[The problem] The records below are to be copied word for word, with every picture left out.

Stored records:
════════════════

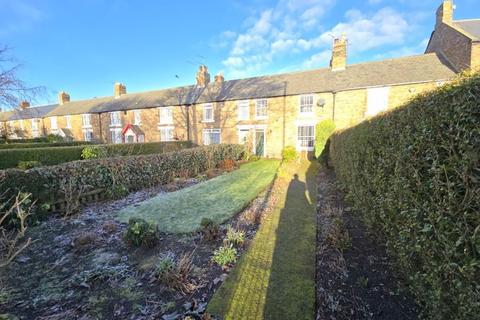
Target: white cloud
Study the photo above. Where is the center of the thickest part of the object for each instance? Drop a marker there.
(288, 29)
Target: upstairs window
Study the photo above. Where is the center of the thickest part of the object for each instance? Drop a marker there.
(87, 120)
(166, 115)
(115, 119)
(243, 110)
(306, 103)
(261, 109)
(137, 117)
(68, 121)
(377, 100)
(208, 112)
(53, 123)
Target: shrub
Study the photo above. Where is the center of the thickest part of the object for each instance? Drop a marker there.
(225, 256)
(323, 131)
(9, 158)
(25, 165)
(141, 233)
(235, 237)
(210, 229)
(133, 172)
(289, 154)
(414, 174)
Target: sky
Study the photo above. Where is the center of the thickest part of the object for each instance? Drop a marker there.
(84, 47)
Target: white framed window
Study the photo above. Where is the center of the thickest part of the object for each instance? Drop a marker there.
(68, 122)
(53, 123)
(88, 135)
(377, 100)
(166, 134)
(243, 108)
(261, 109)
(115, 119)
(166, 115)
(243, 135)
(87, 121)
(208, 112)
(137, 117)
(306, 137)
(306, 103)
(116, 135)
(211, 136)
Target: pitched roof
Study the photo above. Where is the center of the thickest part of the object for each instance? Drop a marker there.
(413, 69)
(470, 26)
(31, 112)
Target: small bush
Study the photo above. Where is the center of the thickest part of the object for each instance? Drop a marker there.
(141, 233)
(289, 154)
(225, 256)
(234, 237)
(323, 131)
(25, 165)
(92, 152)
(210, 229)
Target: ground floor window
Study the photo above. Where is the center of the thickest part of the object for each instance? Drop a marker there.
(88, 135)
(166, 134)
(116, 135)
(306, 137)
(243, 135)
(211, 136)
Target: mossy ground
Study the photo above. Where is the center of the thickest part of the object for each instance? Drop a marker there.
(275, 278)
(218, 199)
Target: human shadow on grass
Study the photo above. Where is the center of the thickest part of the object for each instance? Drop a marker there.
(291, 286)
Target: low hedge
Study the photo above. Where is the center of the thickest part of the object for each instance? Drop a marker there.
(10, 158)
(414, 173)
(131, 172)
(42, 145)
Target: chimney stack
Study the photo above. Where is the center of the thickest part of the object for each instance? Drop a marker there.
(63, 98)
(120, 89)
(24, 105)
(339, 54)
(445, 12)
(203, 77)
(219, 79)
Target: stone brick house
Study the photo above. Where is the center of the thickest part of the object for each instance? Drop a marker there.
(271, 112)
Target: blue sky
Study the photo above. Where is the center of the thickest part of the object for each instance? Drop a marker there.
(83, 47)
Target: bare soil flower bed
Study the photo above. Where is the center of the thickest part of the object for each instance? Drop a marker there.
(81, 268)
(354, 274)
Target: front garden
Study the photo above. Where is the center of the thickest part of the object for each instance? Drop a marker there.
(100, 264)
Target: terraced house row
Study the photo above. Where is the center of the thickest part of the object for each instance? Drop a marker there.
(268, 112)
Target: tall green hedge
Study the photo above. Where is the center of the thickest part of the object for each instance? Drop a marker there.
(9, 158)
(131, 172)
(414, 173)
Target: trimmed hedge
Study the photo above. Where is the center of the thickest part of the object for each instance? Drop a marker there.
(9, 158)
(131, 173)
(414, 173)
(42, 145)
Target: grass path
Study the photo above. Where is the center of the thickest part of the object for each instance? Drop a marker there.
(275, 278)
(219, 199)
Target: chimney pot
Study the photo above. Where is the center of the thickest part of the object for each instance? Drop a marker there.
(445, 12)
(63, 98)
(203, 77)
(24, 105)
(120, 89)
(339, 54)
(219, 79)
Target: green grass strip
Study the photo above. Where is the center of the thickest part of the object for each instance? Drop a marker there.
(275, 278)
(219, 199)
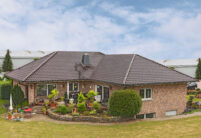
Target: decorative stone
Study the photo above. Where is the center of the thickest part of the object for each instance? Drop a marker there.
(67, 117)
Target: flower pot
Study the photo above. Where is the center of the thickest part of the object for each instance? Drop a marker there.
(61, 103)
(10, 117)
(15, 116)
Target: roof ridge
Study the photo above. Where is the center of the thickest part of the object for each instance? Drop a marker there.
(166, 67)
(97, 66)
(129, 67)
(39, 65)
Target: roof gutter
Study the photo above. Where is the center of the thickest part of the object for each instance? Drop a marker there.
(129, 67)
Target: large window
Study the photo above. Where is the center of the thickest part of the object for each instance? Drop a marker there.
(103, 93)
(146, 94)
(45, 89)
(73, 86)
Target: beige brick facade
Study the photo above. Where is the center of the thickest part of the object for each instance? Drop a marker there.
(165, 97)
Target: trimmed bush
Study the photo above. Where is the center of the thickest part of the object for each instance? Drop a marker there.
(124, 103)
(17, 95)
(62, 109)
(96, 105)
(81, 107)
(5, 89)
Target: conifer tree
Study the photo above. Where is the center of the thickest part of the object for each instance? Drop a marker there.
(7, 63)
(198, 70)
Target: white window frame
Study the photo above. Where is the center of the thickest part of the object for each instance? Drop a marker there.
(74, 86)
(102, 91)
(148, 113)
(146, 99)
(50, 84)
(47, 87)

════════════════

[Written solution]
Target: white cloud
Study the photo above. Where is the center of the thickest part of the object for each instance? Drop a marker there.
(288, 29)
Target: upstairs window
Study the photo above. Where is the center of the thickest part of the object for each instance? Drop a marker there.
(87, 120)
(166, 115)
(115, 119)
(243, 110)
(306, 103)
(261, 109)
(137, 117)
(68, 121)
(377, 100)
(208, 112)
(53, 123)
Target: shrub
Study the photo above. Where is the center of the thickest part of the object for each instance? Drop a marker there.
(225, 256)
(323, 131)
(9, 158)
(25, 165)
(141, 233)
(235, 237)
(210, 229)
(133, 172)
(289, 154)
(414, 174)
Target: sky
Study the photo above. Where is the center of the thickest part of the object for each instance? Drop a marker there.
(84, 47)
Target: white framed window
Study the photo above. Where is the center of the thickest part of the object for each instance? Drop a marker there.
(68, 122)
(53, 123)
(88, 135)
(377, 100)
(166, 134)
(243, 108)
(261, 109)
(115, 119)
(166, 115)
(243, 135)
(87, 121)
(208, 112)
(137, 117)
(306, 137)
(306, 103)
(116, 135)
(211, 136)
Target: pitched roof
Study the photo above. Where is the center of the thickest part of the object for each instance? Drop a marker there.
(413, 69)
(470, 26)
(31, 112)
Target: small bush
Study the photo above. Where is the center of the thickest part of the object for each instance? Drop a marker there.
(141, 233)
(289, 154)
(225, 256)
(234, 237)
(323, 131)
(25, 165)
(92, 152)
(210, 229)
Target: ground floor window
Study the photo above. Where is the center of the thickest part of the object for each instance? Drop a marker there.
(88, 135)
(166, 134)
(116, 135)
(306, 137)
(243, 135)
(211, 136)
Target: mossy ground
Study the photo above. Where is the center of the thickest part of the object for each instance? Drop a marker there.
(275, 278)
(218, 199)
Target: human shadow on grass
Study the photo above. Where is the center of the thickest part of the object for each instance? Drop a marker there.
(291, 286)
Target: low hedge
Study the photo above. Where is the center of the thickest part of the object for each instance? Drop a marker there.
(10, 158)
(414, 173)
(131, 172)
(42, 145)
Target: chimney stack
Study the photo above. Where is the center of the thickest part of the object for each instance? Drop a marker there.
(63, 98)
(120, 89)
(24, 105)
(339, 54)
(445, 12)
(203, 77)
(219, 79)
Target: stone brick house
Study the photo above. Where is the center of the thickest part of the object for each instance? Drop a marker there.
(271, 112)
Target: blue sky
Study the photo above. Where is the center of the thickest part of the object for each instance? Drop a marker there.
(83, 47)
Target: bare soil flower bed
Study the photo above. Where is the center of the thickest part of the object for each instance? Drop a marker there.
(81, 268)
(354, 274)
Target: front garden
Study the photo above. Where is the center of the thickest part of the object for each instance? Drop a marker there.
(100, 264)
Target: terraced house row
Study the photo above. Where is the center of the thickest part of the object for each instance? Drop a marker there.
(268, 112)
Target: tall green hedge
Study the photo above. Where is the center of the thickest part of the object for each instance? Drop a marker there.
(9, 158)
(131, 172)
(414, 173)
Target: trimmed hedge
Study the photo above. Where is the center of the thickest part of the object for each instance? Drop a marker there.
(9, 158)
(131, 173)
(414, 173)
(42, 145)
Target: grass path
Study the photo above. Where is the center of the thickest part of the object for each instance? Drop a marker there.
(275, 278)
(219, 199)
Target: chimney pot
Study the photo above. Where is the center of the thickest part of the object for each instance? Drop a marker there.
(445, 12)
(63, 98)
(203, 77)
(24, 105)
(120, 89)
(339, 54)
(219, 79)
Target: green grass strip
Study the photo above. Where is the center of the thickest part of the object for each instance? Drop a marker there.
(275, 278)
(219, 199)
Target: decorative stone
Study the photo above. Where is the center of the thickest part of the object for each instance? Drop a marker there.
(67, 117)
Target: flower pot
Study the photo above. Where is the center of the thickest part of the object for each instance? Drop a marker there.
(61, 103)
(10, 117)
(15, 116)
Target: roof ridge
Study the photo above. Where is the center of the thickest part of the object for each instance? Drop a marker there.
(166, 67)
(97, 66)
(129, 67)
(39, 65)
Target: roof gutter
Study the photo above. Where is the center of the thickest part of the object for each instance? Drop a marker there.
(129, 67)
Target: large window
Study the photo above. Where is the center of the thickest part of the object for each instance? Drop a marker there.
(103, 93)
(146, 94)
(45, 89)
(73, 86)
Target: beige brick facade
Study the photo above. Where is the center of the thickest part of the object for each instance? Drop a marker there.
(165, 97)
Target: trimmed bush
Study the photo above. Where is the center of the thickest part of the object for each instance? Drop a marker there.
(124, 103)
(17, 95)
(62, 109)
(96, 105)
(81, 107)
(5, 89)
Target: conifer tree
Study the photo above. Where is the center of the thickest part of the object for each instance? Drop a marker there.
(7, 63)
(198, 70)
Target: white window frame
Study the photo above. Where is the center of the thickest part of the object for each instance? Drop a marker there.
(74, 86)
(102, 91)
(148, 113)
(146, 99)
(50, 84)
(47, 87)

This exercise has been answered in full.